— Begin —
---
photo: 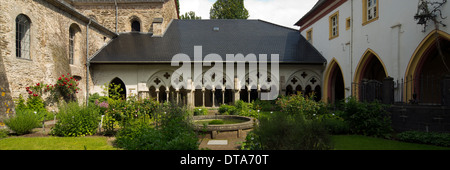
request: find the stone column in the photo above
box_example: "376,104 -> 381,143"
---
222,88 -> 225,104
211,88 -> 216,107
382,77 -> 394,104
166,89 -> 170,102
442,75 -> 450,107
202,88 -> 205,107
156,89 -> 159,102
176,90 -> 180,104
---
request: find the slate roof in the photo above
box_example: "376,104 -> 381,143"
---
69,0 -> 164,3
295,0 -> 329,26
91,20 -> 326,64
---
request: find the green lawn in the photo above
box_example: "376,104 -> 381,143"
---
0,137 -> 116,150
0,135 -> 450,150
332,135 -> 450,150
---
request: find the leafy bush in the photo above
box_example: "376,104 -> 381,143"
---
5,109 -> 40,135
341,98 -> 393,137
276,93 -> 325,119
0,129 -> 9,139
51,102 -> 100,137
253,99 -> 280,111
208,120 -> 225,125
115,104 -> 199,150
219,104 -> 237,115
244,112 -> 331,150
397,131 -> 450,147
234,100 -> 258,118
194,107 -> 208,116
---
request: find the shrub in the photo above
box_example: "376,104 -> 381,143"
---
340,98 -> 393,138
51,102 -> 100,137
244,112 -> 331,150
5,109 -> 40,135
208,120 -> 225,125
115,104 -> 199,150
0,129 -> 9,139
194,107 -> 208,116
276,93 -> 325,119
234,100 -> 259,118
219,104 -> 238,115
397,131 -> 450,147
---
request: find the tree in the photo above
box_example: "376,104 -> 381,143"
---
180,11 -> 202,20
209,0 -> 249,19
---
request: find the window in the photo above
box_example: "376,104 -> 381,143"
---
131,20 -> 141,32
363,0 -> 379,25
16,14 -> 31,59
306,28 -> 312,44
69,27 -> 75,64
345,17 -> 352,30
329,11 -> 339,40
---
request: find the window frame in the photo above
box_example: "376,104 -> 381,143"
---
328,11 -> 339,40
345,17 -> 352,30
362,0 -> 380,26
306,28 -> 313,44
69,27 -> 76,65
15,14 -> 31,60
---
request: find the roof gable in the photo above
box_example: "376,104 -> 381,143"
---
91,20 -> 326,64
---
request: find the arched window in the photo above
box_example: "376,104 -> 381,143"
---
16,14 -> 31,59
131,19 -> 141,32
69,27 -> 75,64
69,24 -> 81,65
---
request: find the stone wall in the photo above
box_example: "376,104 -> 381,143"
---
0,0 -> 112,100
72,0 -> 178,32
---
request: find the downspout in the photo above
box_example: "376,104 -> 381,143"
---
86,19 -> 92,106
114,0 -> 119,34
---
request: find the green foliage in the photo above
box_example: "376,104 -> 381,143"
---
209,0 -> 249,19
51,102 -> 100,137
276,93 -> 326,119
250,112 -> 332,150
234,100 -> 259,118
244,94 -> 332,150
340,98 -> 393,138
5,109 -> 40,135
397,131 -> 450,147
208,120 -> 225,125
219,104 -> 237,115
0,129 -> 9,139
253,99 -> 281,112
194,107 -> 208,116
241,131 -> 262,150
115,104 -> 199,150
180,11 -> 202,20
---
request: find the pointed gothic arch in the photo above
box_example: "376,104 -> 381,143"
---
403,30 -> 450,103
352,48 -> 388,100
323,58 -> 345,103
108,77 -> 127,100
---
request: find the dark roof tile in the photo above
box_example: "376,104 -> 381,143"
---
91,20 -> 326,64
— End —
- _Required work_:
Retype every item above word for word, omitting the pictures.

- _Solution_:
---
photo: 
request: find the stone column in the photo above
box_example: "376,104 -> 381,143"
---
222,88 -> 225,104
211,88 -> 216,107
382,77 -> 394,104
166,89 -> 170,102
442,75 -> 450,107
202,88 -> 205,107
156,89 -> 159,102
176,90 -> 180,104
---
request: find the slate roof in the photo above
box_example: "376,104 -> 381,143"
---
69,0 -> 164,3
295,0 -> 329,26
91,20 -> 326,64
---
request: find the green lawn in the photo above
box_example: "376,104 -> 381,143"
---
0,137 -> 116,150
0,135 -> 450,150
332,135 -> 450,150
---
request: find the leafy bush in the photo above
box_example: "376,104 -> 381,143"
---
5,109 -> 40,135
341,98 -> 393,137
276,93 -> 325,119
0,129 -> 9,139
51,102 -> 100,137
253,99 -> 280,111
208,120 -> 225,125
115,104 -> 199,150
219,104 -> 237,115
244,112 -> 331,150
397,131 -> 450,147
234,100 -> 258,118
194,107 -> 208,116
---
request: find the shrub in the photo above
box_example: "376,104 -> 381,143"
---
340,98 -> 393,138
51,102 -> 100,137
244,112 -> 331,150
5,109 -> 40,135
208,120 -> 225,125
115,104 -> 199,150
0,129 -> 9,139
194,107 -> 208,116
276,93 -> 325,119
234,100 -> 259,118
219,104 -> 238,115
397,131 -> 450,147
---
request: find the tree in the photo above
box_example: "376,104 -> 381,143"
---
180,11 -> 202,20
209,0 -> 249,19
---
request: find the window in the photo above
box_example: "376,104 -> 381,143"
---
131,20 -> 141,32
363,0 -> 379,25
16,14 -> 31,59
306,28 -> 312,44
69,27 -> 75,64
345,17 -> 352,30
329,11 -> 339,40
---
request: find the window frame in the photo above
box_example: "376,104 -> 381,143"
---
328,11 -> 339,40
345,17 -> 352,30
362,0 -> 380,26
306,28 -> 313,44
69,27 -> 76,65
15,14 -> 31,60
---
request: find the roof gable in the photo above
box_example: "376,104 -> 381,143"
---
91,20 -> 326,64
---
request: find the arched window in the photo above
box_example: "376,104 -> 381,143"
---
16,14 -> 31,59
131,19 -> 141,32
69,27 -> 75,64
69,24 -> 81,65
---
request: find the stone wall in the photo above
box_example: "376,104 -> 381,143"
---
0,0 -> 112,100
72,0 -> 178,32
---
request: find the downspout in the photo above
box_example: "376,104 -> 381,143"
---
86,19 -> 92,106
114,0 -> 119,34
---
request: find the green foliage in the photo above
box_example: "376,104 -> 381,143"
---
209,0 -> 249,19
51,102 -> 100,137
276,93 -> 326,119
250,112 -> 332,150
234,100 -> 259,118
244,94 -> 332,150
340,98 -> 393,138
5,109 -> 40,135
397,131 -> 450,147
208,120 -> 225,125
219,104 -> 237,115
0,129 -> 9,139
253,99 -> 281,112
194,107 -> 208,116
241,131 -> 262,150
115,104 -> 199,150
180,11 -> 202,20
---
request: find the pointed gothic arch in the photo above
box_example: "376,104 -> 381,143"
---
403,30 -> 450,103
352,48 -> 388,100
323,58 -> 345,103
108,77 -> 127,100
---
request: find the dark roof tile in the photo above
box_example: "376,104 -> 381,143"
---
91,20 -> 326,64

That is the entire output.